■ PROBLEM DESCRIPTION ■
Give back all the records exactly, keeping every line whole.

■ PROVIDED INFORMATION ■
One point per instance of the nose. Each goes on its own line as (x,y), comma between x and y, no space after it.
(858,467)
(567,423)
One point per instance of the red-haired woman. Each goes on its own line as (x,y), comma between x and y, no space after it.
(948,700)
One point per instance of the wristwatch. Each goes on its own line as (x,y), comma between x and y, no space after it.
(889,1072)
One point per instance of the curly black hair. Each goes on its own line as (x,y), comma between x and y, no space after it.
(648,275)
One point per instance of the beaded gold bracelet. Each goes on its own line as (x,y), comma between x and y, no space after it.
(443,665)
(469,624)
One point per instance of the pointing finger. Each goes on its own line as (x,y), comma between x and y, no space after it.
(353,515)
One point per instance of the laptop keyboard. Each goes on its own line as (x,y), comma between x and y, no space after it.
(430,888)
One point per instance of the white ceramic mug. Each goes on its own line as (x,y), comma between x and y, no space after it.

■ COMPLETED EXERCISE ■
One point per instance of the nose. Each goes on its own line as (x,y), comma between x and y, no space after it.
(858,467)
(567,423)
One point per instance of the red-haired woman. Each goes on its own line as (x,y), comma between x and y, no space after it.
(948,700)
One point per instance of the wristwatch. Each goes on its own line as (x,y), comma between x and y, no space after it.
(889,1072)
One point per instance of the curly black hair. Each goes on its own line as (x,y), comma between x and y, no space after it.
(648,275)
One point per instance of the beaded gold bracelet. Each goes on its own line as (x,y), comma between x and y, no space after it.
(443,665)
(469,624)
One point per instance of the pointing finger. Each goes on its own line as (x,y), comma between x and y, no space after it.
(353,515)
One point per instance of the laptop keyboard. Each goes on its own line as (x,y), comma between x and y, no space after it.
(430,888)
One point per instance of the white ceramic mug. Each goes on its own line as (x,y), comma between x and y, no space after it.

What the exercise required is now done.